== Data under study ==

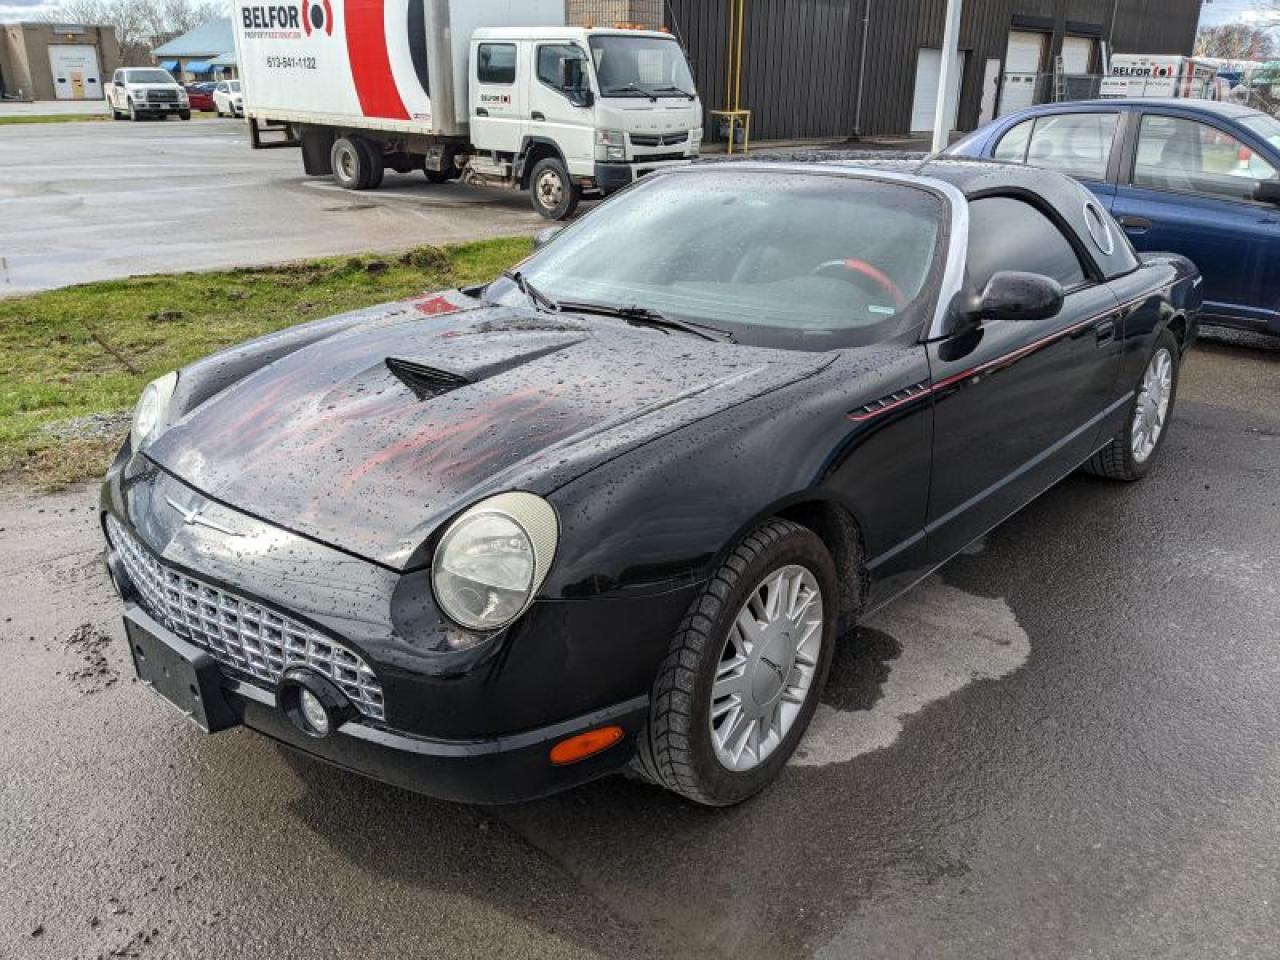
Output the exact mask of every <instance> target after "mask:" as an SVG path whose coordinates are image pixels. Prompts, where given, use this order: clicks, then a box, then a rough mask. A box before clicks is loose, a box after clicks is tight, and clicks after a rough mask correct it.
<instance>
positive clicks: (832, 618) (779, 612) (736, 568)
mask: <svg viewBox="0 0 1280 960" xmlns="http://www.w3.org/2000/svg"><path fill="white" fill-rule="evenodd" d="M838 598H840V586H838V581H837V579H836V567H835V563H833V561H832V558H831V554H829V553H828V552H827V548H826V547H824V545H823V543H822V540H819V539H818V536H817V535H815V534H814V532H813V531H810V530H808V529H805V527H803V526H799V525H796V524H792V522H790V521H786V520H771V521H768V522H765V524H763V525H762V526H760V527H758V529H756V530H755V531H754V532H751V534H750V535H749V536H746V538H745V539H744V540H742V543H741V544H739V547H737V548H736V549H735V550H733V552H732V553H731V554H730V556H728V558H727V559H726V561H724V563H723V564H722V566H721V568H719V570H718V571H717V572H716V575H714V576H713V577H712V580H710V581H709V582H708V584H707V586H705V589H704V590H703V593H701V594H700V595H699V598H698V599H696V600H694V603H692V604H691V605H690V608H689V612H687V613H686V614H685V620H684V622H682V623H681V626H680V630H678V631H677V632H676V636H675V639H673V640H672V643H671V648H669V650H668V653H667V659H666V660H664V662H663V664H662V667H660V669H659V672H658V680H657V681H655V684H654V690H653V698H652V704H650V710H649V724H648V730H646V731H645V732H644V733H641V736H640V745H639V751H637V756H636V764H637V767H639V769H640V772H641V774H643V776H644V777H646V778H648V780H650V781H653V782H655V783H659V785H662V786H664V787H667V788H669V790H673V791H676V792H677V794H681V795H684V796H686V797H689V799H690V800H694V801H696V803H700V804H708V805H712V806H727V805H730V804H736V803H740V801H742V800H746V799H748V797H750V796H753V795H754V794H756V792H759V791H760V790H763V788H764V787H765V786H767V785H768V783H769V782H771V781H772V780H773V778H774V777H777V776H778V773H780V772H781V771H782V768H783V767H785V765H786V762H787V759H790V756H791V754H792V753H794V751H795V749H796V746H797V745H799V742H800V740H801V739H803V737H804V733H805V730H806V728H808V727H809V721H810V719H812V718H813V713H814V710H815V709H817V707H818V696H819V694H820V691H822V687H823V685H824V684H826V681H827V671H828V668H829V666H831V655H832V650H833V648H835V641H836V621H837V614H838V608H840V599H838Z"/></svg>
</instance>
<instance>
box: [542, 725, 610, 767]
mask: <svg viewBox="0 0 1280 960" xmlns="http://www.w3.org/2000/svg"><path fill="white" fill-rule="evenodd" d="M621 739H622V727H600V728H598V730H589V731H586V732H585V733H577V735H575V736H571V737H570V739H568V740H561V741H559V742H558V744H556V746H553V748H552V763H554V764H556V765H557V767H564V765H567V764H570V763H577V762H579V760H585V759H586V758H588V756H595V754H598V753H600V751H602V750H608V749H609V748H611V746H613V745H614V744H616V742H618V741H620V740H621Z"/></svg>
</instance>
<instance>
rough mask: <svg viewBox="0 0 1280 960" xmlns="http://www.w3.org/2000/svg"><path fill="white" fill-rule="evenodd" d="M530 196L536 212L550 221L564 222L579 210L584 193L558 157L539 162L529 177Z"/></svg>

===

The problem
Copy the rows above word for word, leaving out the pictures.

Task result
Output the exact mask of every <instance> target after "mask:" as an SVG path whose coordinates are image pixels. Prompts, where given, use this order: clicks, then a box, then a rough mask. A box before clicks is loose, a box after clicks is tight, and clicks after a rough mask correct it.
<instance>
positive clicks: (832, 618) (779, 612) (736, 568)
mask: <svg viewBox="0 0 1280 960" xmlns="http://www.w3.org/2000/svg"><path fill="white" fill-rule="evenodd" d="M838 598H840V586H838V581H837V579H836V567H835V563H833V561H832V558H831V554H829V553H828V552H827V548H826V547H824V545H823V543H822V540H819V539H818V536H817V535H815V534H814V532H813V531H810V530H808V529H805V527H803V526H799V525H796V524H792V522H790V521H786V520H771V521H768V522H765V524H763V525H762V526H760V527H758V529H756V530H755V531H754V532H751V534H750V535H749V536H746V538H745V539H744V540H742V543H741V544H739V547H737V548H736V549H735V550H733V552H732V553H731V554H730V556H728V558H727V559H726V561H724V563H723V564H722V566H721V568H719V570H718V571H717V572H716V575H714V576H713V577H712V580H710V581H709V582H708V584H707V586H705V589H704V590H703V593H701V594H700V595H699V598H698V599H696V600H694V603H692V604H691V605H690V608H689V612H687V613H686V614H685V620H684V622H682V623H681V626H680V630H678V631H677V632H676V636H675V639H673V640H672V643H671V648H669V650H668V653H667V659H666V660H664V662H663V664H662V667H660V669H659V672H658V680H657V681H655V684H654V690H653V698H652V704H650V710H649V724H648V730H646V731H645V732H644V733H641V736H640V745H639V751H637V756H636V764H637V767H639V769H640V772H641V774H643V776H644V777H646V778H648V780H650V781H653V782H655V783H659V785H662V786H664V787H667V788H669V790H673V791H676V792H677V794H681V795H684V796H686V797H689V799H690V800H694V801H696V803H700V804H708V805H712V806H727V805H730V804H736V803H740V801H742V800H746V799H748V797H750V796H753V795H754V794H756V792H759V791H760V790H763V788H764V787H765V786H767V785H768V783H769V782H771V781H772V780H773V778H774V777H777V776H778V773H780V772H781V771H782V768H783V767H785V765H786V762H787V759H790V756H791V754H792V753H794V751H795V749H796V746H797V745H799V742H800V740H801V739H803V737H804V733H805V730H806V728H808V727H809V721H810V719H812V718H813V713H814V710H815V709H817V707H818V696H819V694H820V691H822V687H823V685H824V684H826V681H827V671H828V668H829V666H831V655H832V650H833V648H835V641H836V621H837V614H838V608H840V599H838Z"/></svg>
</instance>
<instance>
box: [542, 725, 610, 767]
mask: <svg viewBox="0 0 1280 960" xmlns="http://www.w3.org/2000/svg"><path fill="white" fill-rule="evenodd" d="M621 739H622V727H600V728H598V730H589V731H586V732H585V733H577V735H575V736H571V737H570V739H568V740H561V741H559V742H558V744H556V746H553V748H552V763H554V764H556V765H557V767H564V765H567V764H570V763H577V762H579V760H585V759H586V758H588V756H595V754H598V753H600V751H602V750H608V749H609V748H611V746H613V745H614V744H616V742H618V741H620V740H621Z"/></svg>
</instance>
<instance>
rough mask: <svg viewBox="0 0 1280 960" xmlns="http://www.w3.org/2000/svg"><path fill="white" fill-rule="evenodd" d="M530 196L536 212L550 221L564 222L579 210L584 193L558 157L539 162L529 177Z"/></svg>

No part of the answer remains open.